[start of Record extracts]

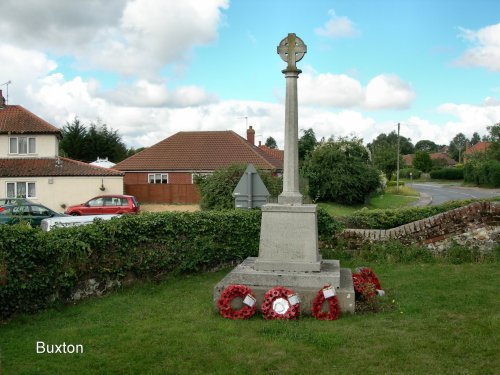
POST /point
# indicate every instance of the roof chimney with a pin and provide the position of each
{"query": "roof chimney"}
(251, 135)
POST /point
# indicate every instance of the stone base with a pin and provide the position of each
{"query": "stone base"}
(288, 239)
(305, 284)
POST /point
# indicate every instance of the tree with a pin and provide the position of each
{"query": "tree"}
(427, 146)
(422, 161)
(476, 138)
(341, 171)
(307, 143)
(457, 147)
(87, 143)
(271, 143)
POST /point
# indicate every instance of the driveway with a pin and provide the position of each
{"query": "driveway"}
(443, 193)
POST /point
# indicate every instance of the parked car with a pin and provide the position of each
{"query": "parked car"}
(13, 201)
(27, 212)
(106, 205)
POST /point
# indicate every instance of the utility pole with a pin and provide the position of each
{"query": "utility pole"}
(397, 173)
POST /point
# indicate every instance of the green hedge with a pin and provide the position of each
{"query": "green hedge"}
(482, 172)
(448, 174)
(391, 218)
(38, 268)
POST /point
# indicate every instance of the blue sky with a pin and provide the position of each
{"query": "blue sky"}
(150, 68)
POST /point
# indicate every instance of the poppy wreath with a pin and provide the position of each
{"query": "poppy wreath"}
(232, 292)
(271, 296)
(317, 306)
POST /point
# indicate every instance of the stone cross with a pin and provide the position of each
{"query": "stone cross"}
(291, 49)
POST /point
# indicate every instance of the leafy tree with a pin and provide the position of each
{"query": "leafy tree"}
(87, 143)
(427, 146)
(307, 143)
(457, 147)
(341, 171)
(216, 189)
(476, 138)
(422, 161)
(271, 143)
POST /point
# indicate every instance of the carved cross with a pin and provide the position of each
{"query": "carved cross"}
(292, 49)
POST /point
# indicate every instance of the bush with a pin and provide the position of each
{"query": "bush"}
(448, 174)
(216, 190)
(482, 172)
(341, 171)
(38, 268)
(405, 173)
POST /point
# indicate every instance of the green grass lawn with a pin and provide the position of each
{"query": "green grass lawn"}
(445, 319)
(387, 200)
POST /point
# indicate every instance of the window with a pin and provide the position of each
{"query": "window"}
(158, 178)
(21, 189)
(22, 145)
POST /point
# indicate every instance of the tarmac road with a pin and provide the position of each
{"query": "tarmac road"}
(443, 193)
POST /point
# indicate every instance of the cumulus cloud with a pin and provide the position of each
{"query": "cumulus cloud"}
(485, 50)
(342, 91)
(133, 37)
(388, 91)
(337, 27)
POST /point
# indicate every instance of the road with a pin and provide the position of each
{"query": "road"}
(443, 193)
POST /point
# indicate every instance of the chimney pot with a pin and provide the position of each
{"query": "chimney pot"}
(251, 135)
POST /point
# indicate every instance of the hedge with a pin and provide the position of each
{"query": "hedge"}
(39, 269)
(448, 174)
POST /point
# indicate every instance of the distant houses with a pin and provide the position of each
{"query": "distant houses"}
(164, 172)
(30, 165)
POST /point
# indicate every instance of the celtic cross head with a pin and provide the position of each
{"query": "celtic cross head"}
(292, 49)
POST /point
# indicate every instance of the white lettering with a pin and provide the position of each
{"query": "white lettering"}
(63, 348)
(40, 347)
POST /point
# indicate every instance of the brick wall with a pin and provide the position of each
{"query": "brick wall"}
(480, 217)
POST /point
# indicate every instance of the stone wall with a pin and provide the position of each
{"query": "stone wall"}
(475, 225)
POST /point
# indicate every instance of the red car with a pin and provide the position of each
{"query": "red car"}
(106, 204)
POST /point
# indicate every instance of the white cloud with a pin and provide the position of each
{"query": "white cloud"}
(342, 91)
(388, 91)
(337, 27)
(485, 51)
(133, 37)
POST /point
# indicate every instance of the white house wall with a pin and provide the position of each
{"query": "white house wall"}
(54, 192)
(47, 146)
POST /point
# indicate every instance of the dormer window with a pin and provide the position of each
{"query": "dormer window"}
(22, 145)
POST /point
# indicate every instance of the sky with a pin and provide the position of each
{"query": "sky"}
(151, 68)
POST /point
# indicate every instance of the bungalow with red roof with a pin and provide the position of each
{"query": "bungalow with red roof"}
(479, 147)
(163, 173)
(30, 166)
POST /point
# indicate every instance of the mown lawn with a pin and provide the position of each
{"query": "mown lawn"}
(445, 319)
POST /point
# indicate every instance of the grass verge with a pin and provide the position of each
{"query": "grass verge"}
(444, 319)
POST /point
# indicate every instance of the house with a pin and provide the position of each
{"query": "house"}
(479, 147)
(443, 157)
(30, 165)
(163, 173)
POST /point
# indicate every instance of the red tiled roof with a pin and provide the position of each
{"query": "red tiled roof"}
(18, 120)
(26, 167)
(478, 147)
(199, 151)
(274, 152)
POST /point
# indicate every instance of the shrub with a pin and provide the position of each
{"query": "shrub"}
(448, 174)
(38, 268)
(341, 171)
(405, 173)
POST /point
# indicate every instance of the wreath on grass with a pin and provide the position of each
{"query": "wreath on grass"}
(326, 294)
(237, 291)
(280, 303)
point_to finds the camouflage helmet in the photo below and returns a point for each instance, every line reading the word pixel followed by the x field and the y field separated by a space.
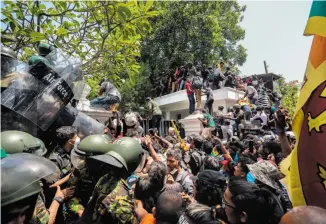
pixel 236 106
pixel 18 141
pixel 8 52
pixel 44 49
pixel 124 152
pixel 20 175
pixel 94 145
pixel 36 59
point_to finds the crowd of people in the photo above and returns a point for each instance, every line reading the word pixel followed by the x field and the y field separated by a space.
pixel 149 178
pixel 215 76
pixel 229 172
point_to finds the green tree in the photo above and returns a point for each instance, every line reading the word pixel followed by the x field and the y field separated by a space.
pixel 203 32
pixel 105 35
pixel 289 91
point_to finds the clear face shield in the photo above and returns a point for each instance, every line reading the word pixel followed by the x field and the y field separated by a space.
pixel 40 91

[end of Record extracts]

Copy all of the material above line for line, leaving out the pictures.

POST /point
# indicate every instance of the roof chimney with a pin and provide the position of each
{"query": "roof chimney"}
(251, 135)
POST /point
# indicate every instance of the stone base with a pin and provide the position of each
{"query": "stone base"}
(288, 239)
(305, 284)
POST /point
# indicate every instance of the tree with a pin and provide the position of each
{"query": "tree"}
(427, 146)
(422, 161)
(476, 138)
(341, 171)
(307, 143)
(457, 147)
(87, 143)
(271, 143)
POST /point
# indicate every instance of the driveway with a pin and provide the position of each
{"query": "driveway"}
(443, 193)
POST /point
# indicate every instance of the parked car with a pin and provide the position of each
{"query": "parked car"}
(13, 201)
(27, 212)
(106, 205)
POST /point
# indicate every instance of the utility pole with a pin and provide the position of each
{"query": "utility pole"}
(397, 173)
POST /point
# indicate every instance of the green hedge with a pin and provide the position of each
{"query": "green hedge"}
(482, 172)
(448, 174)
(391, 218)
(38, 268)
POST /point
# indicate every instance of the blue sky with a pin and provide the position of each
{"query": "blue sky"}
(150, 68)
POST /point
# indicate every instance of the poppy wreath with a pin and provide the position of each
{"query": "poppy wreath"}
(232, 292)
(271, 296)
(317, 306)
POST /point
# indicate every instance of the stone cross with a pin and provide the position of each
{"query": "stone cross"}
(291, 49)
POST /point
# indicate every instance of the leafy tree with a pin and provide the position of each
{"query": "leafy tree"}
(87, 143)
(427, 146)
(307, 143)
(457, 147)
(341, 171)
(216, 189)
(476, 138)
(422, 161)
(271, 143)
POST /point
# indicate every instance of the carved cross with a pin and provide the position of each
{"query": "carved cross"}
(292, 49)
POST /point
# indicate every instance of the bush with a pin and provide the position of each
{"query": "bush"}
(448, 174)
(216, 190)
(482, 172)
(341, 171)
(38, 268)
(405, 173)
POST /point
# indicate every instance of the green grass lawn with a pin and provide the position of each
{"query": "green grass lawn"}
(445, 319)
(387, 200)
POST /point
# indicate every instance of the window with a pin and provide the position of each
{"query": "window"}
(158, 178)
(21, 189)
(22, 145)
POST /point
# indicate every instance of the tarmac road with a pin and provide the position of each
{"query": "tarmac road"}
(443, 193)
POST /point
# indicate every instance of the cumulus cloud with a pin and provide the position of each
{"query": "cumulus cloud"}
(485, 50)
(342, 91)
(133, 37)
(388, 91)
(337, 27)
POST /point
# indicate every instance of the road with a pin and provide the position of each
{"query": "road"}
(443, 193)
POST /point
# indicate every instance of the chimney pot with a pin and provide the position of each
{"query": "chimney pot"}
(251, 135)
POST /point
# indicate every instance of the hedge with a pin and provide the position of each
{"query": "hedge"}
(39, 269)
(448, 174)
POST /point
# indicate every instance of the distant houses with a pin and provide the position of each
{"query": "distant houses"}
(164, 172)
(30, 165)
POST /point
# indicate every instance of the celtic cross head with a pin and provide the position of each
{"query": "celtic cross head"}
(292, 49)
POST /point
# indicate every instance of the white lettering with a pin and provide the position of each
{"query": "white lettering"}
(63, 348)
(40, 347)
POST /point
# indicate every instance of the brick wall with a pin and provide the position of each
{"query": "brick wall"}
(480, 217)
POST /point
# indicate every instance of the stone wall with a pin and provide the position of each
{"query": "stone wall"}
(475, 225)
POST /point
# indicate every instance of the red car with a pin and provide the position of each
{"query": "red car"}
(106, 204)
POST /point
# indicate every instance of the white cloud with a pin and provide the position of each
{"query": "white cloud"}
(342, 91)
(388, 91)
(337, 27)
(485, 51)
(133, 37)
POST /point
# indicate every instance of the white house wall with a pin and provide the position of each
{"query": "white house wall"}
(54, 192)
(47, 146)
POST /point
# indicate every instance of the dormer window with a pin and provide the position of each
{"query": "dormer window"}
(22, 145)
POST /point
# indicate every instance of the sky with a pin and provide the position of each
{"query": "sky"}
(151, 68)
POST /point
# indicate every instance of the bungalow with red roof with a pin and provide the position of each
{"query": "bungalow with red roof"}
(479, 147)
(163, 173)
(30, 166)
POST /point
# indicate every instance of the mown lawn with a pin and provide the position of each
{"query": "mown lawn"}
(445, 319)
POST /point
# indicate every instance of the grass verge with a pin and provide the position of each
{"query": "grass verge"}
(444, 319)
POST /point
# indicate every instance of the house with a pin and provide the position of each
{"query": "house"}
(479, 147)
(443, 157)
(30, 165)
(163, 173)
POST /point
# indicate every instance of the red tiled roof with a pin and provide the position of each
{"query": "red tiled roof"}
(18, 120)
(26, 167)
(478, 147)
(199, 151)
(274, 152)
POST /point
# indicate every instance of the shrub with a pin and provide the position of each
{"query": "shrub"}
(448, 174)
(38, 268)
(341, 171)
(405, 173)
POST /point
# indicate every instance of the wreath on grass with a pin and provide the position of each
{"query": "wreath on grass"}
(326, 294)
(237, 291)
(280, 303)
point_to finds the camouflage helmet in the photo below and returns a point for each instance, every line reading the word pixel followed by the x field and the y field separated by a space.
pixel 236 106
pixel 18 141
pixel 8 52
pixel 44 49
pixel 124 152
pixel 20 175
pixel 94 145
pixel 36 59
point_to finds the crowd of people in the photo above and returns a point for each instance, every line reading the word pixel followed by the x field and the y field separated by a space.
pixel 149 178
pixel 215 76
pixel 229 172
point_to finds the green tree in the photo above and returns a point for each instance, every line reading the word pixel followed by the x field and the y field separated by a space.
pixel 203 32
pixel 105 35
pixel 289 91
point_to finds the clear face shield in the photo above and returns a point for each instance, every line reading the word pixel followed by the x field and the y field separated by a space.
pixel 40 91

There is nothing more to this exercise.